==== SOURCE DATA ====

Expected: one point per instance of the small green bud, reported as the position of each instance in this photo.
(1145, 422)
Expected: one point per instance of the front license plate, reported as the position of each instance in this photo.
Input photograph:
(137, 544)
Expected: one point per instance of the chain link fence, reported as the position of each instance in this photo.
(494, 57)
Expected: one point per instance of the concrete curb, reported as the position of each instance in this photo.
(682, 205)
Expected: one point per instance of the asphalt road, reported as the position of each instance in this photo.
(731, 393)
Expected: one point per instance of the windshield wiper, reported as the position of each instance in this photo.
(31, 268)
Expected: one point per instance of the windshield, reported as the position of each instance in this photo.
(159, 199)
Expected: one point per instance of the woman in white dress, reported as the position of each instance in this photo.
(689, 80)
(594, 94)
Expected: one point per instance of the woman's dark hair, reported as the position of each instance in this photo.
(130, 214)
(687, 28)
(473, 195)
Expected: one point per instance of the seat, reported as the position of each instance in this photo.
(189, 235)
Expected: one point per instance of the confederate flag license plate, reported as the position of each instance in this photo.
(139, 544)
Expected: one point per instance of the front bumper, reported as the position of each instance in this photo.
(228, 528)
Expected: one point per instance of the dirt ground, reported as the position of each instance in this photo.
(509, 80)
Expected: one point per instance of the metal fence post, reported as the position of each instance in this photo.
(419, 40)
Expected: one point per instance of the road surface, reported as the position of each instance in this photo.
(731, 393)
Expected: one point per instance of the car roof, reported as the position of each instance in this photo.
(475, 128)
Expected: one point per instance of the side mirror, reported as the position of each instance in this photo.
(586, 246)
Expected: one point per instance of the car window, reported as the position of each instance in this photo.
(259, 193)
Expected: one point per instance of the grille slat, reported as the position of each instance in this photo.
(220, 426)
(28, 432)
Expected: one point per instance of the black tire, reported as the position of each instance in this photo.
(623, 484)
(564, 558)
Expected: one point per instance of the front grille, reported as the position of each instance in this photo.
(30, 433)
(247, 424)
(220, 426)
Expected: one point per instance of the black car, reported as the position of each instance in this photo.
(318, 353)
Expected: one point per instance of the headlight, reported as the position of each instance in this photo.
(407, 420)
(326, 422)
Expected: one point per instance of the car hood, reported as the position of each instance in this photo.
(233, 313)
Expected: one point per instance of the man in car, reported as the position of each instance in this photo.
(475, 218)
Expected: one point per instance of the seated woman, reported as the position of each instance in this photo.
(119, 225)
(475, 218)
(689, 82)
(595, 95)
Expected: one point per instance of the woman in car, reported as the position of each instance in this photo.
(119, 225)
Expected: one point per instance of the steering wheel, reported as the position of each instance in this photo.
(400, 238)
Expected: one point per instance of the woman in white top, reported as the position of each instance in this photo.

====

Every one of the entries must be printed exactly.

OUTPUT BELOW →
Expected: one point per instance of the small green bud, reported as the position of each instance in this photo.
(1145, 422)
Expected: one point per instance of the front license plate, reported as the position of each instance in this photo.
Input photograph:
(137, 544)
Expected: one point per instance of the chain link fence, reported as the position of each instance in this photo.
(494, 57)
Expected: one point per instance of the concrete curb, reported as the position of each instance in this photo.
(682, 205)
Expected: one point per instance of the asphalt road, reported as the position of each instance in this photo.
(731, 393)
Expected: one point per instance of the windshield wiper, reported as the position of each instance in this photo.
(31, 268)
Expected: one point per instance of the windshield, reported as the position of each instance in this photo.
(159, 199)
Expected: one point per instance of the woman in white dress, reported as the position of each instance in this photo.
(689, 80)
(594, 94)
Expected: one point per instance of the woman's dark hair, reported as the position of each instance in this photo.
(130, 214)
(687, 28)
(473, 195)
Expected: one point per instance of the seat, reported as the position of each instance in this photo.
(189, 235)
Expected: one point per instance of the confederate flag license plate, reported as the position of each instance in this photo.
(139, 544)
Expected: one point per instance of the front bumper, reported as the position of each instance in this photo.
(228, 528)
Expected: one point per instance of the dirt ground, reported as the position of each instance in this photo.
(509, 80)
Expected: one point per instance of the metal fence post, reported as the position of each instance in this photo.
(419, 40)
Expected: one point per instance of the road surface, reported as the position of each instance in this photo.
(731, 393)
Expected: one point per instance of the car roof, reported as the position of each instance in this photo.
(475, 128)
Expected: one point per instance of the side mirror, reported as the position of each instance in this photo.
(586, 246)
Expected: one point per instance of the car window, reported as the position of each instance in this photo.
(259, 193)
Expected: one point per instance of the grille slat, reported as the position of each instance in this photo.
(220, 426)
(28, 432)
Expected: one point per instance of the black tire, reported as the position of each instance in this photo.
(623, 484)
(564, 558)
Expected: one point per instance of the front grille, reported as the position of each instance in this photo.
(30, 433)
(247, 424)
(220, 426)
Expected: one point per instance of the black car, reported as the position of each instance in this photo.
(318, 353)
Expected: one point per instance of the headlight, reported as the position of each instance in this photo.
(407, 420)
(326, 422)
Expected: one point per instance of the car hood, reported as the position of each instance in this photo.
(233, 313)
Expected: one point per instance of the man in car, reported as the position of each instance in this photo.
(475, 218)
Expected: one point per instance of the seated woman, reported as the position of each instance in this photo.
(119, 225)
(475, 218)
(689, 82)
(595, 95)
Expected: one point per instance of the woman in car, reported as the position of each instance in this photo.
(119, 225)
Expected: one point per instance of the steering wheel, reported as the position of each instance in this photo.
(400, 238)
Expected: one point per instance of the woman in white top, reported as the position of each instance in this photo.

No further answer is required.